§ READING PASSAGE:
#####

I recently read a couple of interesting statistics about cigarette smoking. (Don’t worry guys. This post is in no way shape or form a commentary on smoking or nicotine addiction. I’m just using these statistics to make a point. So whether you smoke or not, please stick with me for a sec).  The first observation is this: More people know about the dangers of smoking today, than ever before in history. I don’t think anyone would argue with that. The second observation was this: more people smoke, today, than ever before in history. No one would argue with that statement either. 

So the obvious question would have to be: If people know more about the dangers of smoking, then why in the world do more people smoke today than ever in the history of smoking?

World famous writer and sociologist Malcolm Gladwell says this: For a huge percentage of people, the initial attraction to smoking is actually the danger associated with it.  The fact that the whole world is telling people not to smoke is actually the very reason people often start. The element of danger is the “tipping point”.

#####

§ PROVIDED DATA:

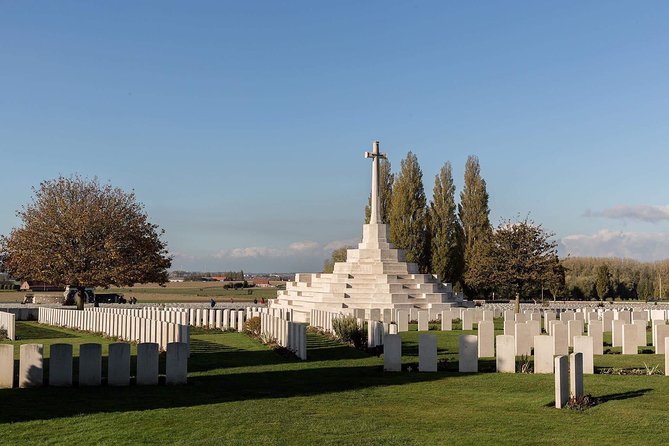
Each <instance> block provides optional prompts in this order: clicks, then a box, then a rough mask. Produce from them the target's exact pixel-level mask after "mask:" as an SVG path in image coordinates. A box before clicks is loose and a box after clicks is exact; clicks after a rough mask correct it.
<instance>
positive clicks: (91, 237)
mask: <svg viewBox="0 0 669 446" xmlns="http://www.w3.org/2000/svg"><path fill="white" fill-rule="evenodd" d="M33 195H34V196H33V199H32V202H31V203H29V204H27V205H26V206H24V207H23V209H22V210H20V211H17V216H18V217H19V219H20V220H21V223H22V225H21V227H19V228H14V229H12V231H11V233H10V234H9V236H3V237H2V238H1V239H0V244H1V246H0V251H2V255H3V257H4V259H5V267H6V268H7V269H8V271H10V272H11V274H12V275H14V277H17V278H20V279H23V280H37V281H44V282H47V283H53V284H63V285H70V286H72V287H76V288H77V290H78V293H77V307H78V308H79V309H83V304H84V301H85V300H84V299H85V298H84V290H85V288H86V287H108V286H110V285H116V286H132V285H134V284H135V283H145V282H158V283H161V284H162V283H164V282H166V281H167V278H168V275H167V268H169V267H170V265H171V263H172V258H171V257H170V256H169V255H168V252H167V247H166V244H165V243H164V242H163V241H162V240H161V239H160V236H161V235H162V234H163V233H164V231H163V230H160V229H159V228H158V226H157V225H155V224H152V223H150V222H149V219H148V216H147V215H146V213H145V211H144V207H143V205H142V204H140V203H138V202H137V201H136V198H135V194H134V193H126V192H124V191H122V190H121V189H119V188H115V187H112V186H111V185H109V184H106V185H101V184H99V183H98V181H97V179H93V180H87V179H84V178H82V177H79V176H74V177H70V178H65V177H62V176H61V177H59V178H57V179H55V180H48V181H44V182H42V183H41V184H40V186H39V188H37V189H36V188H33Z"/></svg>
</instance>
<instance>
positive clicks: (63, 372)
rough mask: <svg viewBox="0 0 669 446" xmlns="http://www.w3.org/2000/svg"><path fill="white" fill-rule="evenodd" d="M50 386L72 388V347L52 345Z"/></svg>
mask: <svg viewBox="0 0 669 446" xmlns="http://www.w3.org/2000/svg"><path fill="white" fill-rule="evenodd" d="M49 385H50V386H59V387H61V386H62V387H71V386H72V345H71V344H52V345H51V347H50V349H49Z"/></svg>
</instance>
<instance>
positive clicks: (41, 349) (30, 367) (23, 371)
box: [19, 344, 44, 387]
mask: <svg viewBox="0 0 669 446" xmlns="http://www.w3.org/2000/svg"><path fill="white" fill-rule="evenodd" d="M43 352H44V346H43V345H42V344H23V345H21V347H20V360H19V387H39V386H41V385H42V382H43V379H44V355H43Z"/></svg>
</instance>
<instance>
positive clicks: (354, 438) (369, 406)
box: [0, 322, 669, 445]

#####

§ PROBLEMS TO WORK ON:
1. From the smoking passage, write out the part that opens with the words containing "So the obvious" and closes with "history of smoking?".
2. Condense the paragraph of the smoking passage that begins "World famous writer and sociologist" into a shorter version that keeps its main facts.
The lines have nothing to do with the work here.

§ SOLUTIONS TO EACH TASK:
1.
So the obvious question would have to be: If people know more about the dangers of smoking, then why in the world do more people smoke today than ever in the history of smoking?

2. Writer and sociologist Malcolm Gladwell says that for many people the first appeal of smoking is its danger. Being told by everyone not to smoke is often why people start, and that danger is the "tipping point."